Il cristiano, lo statista, il leader politico, il profeta, il costruttore, De Gasperi ha ancora tanto da dire alla politica e alla società di oggi: i suoi ideali sono rimasti vivi e intatti nonostante il trascorrere dei decenni, le sue intuizioni restano valide e attuali, il suo stile andrebbe elevato a paradigma per chi vuol servire la cosa pubblica. Il commento di Angelino Alfano, presidente della Fondazione De Gasperi
A settant’anni dalla sua scomparsa, ricordare Alcide De Gasperi significa onorare l’uomo di Stato che è stato arrestato dai fascisti, ha battuto i comunisti, ha creato il rapporto speciale con gli Stati Uniti d’America, ha dato il primo e decisivo slancio al processo di integrazione europea, ha avviato – e in buona misura realizzato – la ricostruzione del nostro Paese.
Ha ottenuto la riammissione dignitosa dell’Italia nel consesso delle nazioni dopo i disastri e le umiliazioni della guerra, ha saputo spiegare al re che doveva prontamente lasciare l’Italia dopo l’esito del referendum del 2 giugno del 1946, è riuscito a dire di no al Papa quando non ne ha condiviso l’indicazione politica, salvaguardando così la laicità dello Stato.
Ha avuto la capacità di unire le grandi famiglie politiche del nostro Paese nella straordinaria stagione ricostruttiva del dopoguerra, realizzando tutto questo con la pretesa cristiana di orientare la propria azione al bene comune, in primo luogo la pacificazione nazionale. Che questo fosse Alcide De Gasperi lo sapevano gli italiani di ieri che, stazione dopo stazione, attesero, addolorati e commossi, il passaggio del treno che portava le spoglie del presidente dal suo Trentino a Roma, per poi accompagnarlo come un fiume silenzioso fino alla sua ultima dimora nella capitale.
#####
Esercizi =
a. Secondo il testo su De Gasperi, chi è il presidente della Fondazione De Gasperi?
b. Prosegui il testo su De Gasperi a partire dal punto in cui si interrompe.
Le voci del dataset non hanno alcun rapporto con il testo su De Gasperi.

Voci del dataset =
#####
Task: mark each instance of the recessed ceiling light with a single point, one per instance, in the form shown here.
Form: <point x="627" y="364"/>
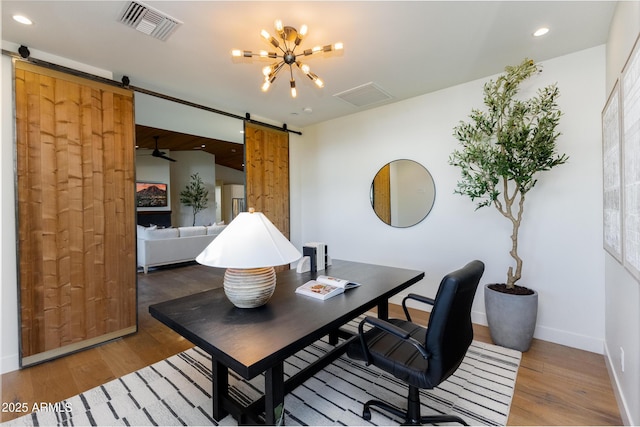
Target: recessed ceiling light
<point x="22" y="19"/>
<point x="541" y="32"/>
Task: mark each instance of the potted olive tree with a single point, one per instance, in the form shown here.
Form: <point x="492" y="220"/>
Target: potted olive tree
<point x="503" y="148"/>
<point x="195" y="195"/>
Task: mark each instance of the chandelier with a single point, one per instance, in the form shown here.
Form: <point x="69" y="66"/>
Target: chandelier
<point x="286" y="56"/>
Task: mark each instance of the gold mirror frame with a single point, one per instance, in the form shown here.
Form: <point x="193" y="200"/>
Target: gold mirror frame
<point x="402" y="193"/>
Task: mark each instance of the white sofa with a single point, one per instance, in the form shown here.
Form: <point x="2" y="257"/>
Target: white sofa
<point x="163" y="246"/>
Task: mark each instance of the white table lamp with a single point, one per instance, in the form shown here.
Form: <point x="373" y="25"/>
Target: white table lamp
<point x="249" y="247"/>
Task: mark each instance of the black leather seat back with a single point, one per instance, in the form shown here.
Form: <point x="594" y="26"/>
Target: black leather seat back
<point x="450" y="332"/>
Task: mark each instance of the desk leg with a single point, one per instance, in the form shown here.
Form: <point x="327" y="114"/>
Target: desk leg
<point x="274" y="394"/>
<point x="383" y="310"/>
<point x="220" y="389"/>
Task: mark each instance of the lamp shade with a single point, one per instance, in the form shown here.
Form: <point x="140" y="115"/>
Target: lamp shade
<point x="249" y="241"/>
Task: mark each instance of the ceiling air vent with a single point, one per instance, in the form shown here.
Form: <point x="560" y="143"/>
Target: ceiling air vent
<point x="366" y="94"/>
<point x="148" y="20"/>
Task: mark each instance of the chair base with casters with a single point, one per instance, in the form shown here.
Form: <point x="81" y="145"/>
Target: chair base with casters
<point x="412" y="414"/>
<point x="422" y="357"/>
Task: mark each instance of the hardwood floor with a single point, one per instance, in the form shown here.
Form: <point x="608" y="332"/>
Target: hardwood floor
<point x="556" y="385"/>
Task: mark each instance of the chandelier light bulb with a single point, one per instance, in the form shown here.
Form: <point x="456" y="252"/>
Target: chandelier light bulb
<point x="286" y="54"/>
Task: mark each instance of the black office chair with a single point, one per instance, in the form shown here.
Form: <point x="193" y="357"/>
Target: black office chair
<point x="422" y="357"/>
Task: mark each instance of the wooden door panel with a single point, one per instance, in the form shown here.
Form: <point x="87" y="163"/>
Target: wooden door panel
<point x="267" y="174"/>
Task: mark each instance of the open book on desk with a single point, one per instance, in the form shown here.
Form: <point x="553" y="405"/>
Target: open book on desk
<point x="324" y="287"/>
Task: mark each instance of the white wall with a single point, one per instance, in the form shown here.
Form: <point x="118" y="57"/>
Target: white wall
<point x="334" y="162"/>
<point x="622" y="290"/>
<point x="153" y="169"/>
<point x="9" y="285"/>
<point x="187" y="163"/>
<point x="9" y="345"/>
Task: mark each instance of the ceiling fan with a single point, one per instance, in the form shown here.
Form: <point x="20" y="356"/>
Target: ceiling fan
<point x="158" y="153"/>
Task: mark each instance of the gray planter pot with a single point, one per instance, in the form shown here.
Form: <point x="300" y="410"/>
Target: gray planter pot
<point x="512" y="318"/>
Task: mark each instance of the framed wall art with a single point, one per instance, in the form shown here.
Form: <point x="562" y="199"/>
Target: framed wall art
<point x="612" y="175"/>
<point x="151" y="194"/>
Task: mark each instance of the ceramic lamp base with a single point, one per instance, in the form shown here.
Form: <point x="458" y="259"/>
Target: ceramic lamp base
<point x="251" y="287"/>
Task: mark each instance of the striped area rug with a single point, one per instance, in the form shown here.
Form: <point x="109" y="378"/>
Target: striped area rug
<point x="177" y="391"/>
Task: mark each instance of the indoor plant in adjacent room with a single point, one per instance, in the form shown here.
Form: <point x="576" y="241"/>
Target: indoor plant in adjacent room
<point x="503" y="148"/>
<point x="195" y="195"/>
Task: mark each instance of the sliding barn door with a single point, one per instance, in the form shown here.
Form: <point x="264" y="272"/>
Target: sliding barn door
<point x="267" y="173"/>
<point x="75" y="212"/>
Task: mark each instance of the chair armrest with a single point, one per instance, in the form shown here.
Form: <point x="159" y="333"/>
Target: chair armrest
<point x="391" y="329"/>
<point x="416" y="297"/>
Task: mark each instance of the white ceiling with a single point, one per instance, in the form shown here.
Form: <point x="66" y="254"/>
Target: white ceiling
<point x="405" y="48"/>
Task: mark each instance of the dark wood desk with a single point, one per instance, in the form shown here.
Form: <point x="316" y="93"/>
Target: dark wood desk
<point x="256" y="340"/>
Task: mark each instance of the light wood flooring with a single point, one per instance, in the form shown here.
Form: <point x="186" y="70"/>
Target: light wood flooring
<point x="556" y="385"/>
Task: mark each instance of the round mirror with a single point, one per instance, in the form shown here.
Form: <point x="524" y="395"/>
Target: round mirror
<point x="402" y="193"/>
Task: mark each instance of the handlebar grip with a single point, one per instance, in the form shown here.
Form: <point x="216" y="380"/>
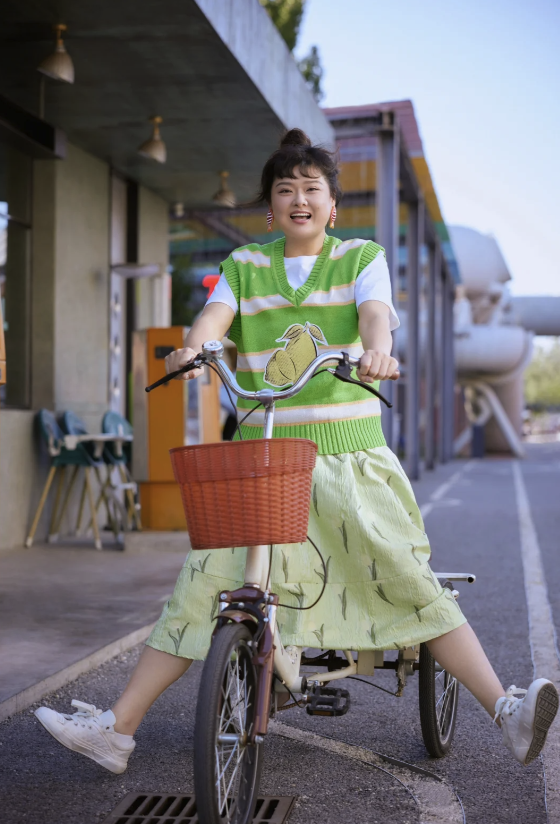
#####
Risposte agli esercizi =
a. Angelino Alfano.

b.
E lo sanno gli italiani di oggi che lo riconoscono come l’unico padre della Repubblica realmente rispettato da tutti e, mi sia permesso perché ne ho certezza, cristianamente venerato da molti. Tre parole lo descrivono nella sua autenticità: fede, coraggio e visione. Ha avuto fede in Dio e la sua natura di cristiano impegnato in politica ha sempre caratterizzato l’impegno fino a fargli dire che avrebbe preferito essere ricordato come un bravo cristiano piuttosto che come un bravo politico.
In realtà, le due dimensioni si fusero in un unicum di impegno concreto e slancio ideale. E delle categorie cristiane ha fatto uso anche a mezzo di parole non politiche come “perdono”: con questa parola si rivolse al congresso dei comandanti partigiani il 28 ottobre del 1950. Chiese il loro aiuto nel “superare lo spirito funesto delle discordie” e aggiunse: “Si devono lasciar cadere i risentimenti e l’odio; si deve perdonare”.
Chi mai tra i politici della modernità avrebbe usato queste parole? La sua fede non è stata solo religiosa: è stata fede nella possibilità di riscatto di una nazione in ginocchio, fede nella capacità che l’Italia potesse sperimentare una convivenza libera, democratica e pacifica dopo una dittatura e una guerra civile, fede nell’idea che popoli che si erano combattuti, provocando milioni di morti, potessero costruire insieme un avvenire condiviso di pace e prosperità, attraverso istituzioni comuni, sognando gli Stati Uniti d’Europa.
Questa fede ha animato il suo coraggio e la sua visione. Avviando i lavori dell’Assemblea costituente, richiamò le grandi culture nazionali e riconobbe che “operano nella Repubblica italiana le tendenze universalistiche del cristianesimo, quelle umanitarie di Giuseppe Mazzini, quelle di solidarietà del lavoro, propugnate dalle organizzazioni operaie”.
Vinse, guidando il governo e la Democrazia cristiana, le elezioni del 18 aprile del 1948 contro Togliatti e il suo Fronte democratico e popolare, e fu la prima vera sfida bipolare della democrazia italiana, ottenendo la maggioranza assoluta. E tuttavia volle costruire una coalizione sul presupposto che non si governa da soli una grande democrazia. Intuì quanto il Paese avesse bisogno di momenti unitari e istituì (lui, De Gasperi, altro che la consueta polemica destra/sinistra) la festa del 25 aprile.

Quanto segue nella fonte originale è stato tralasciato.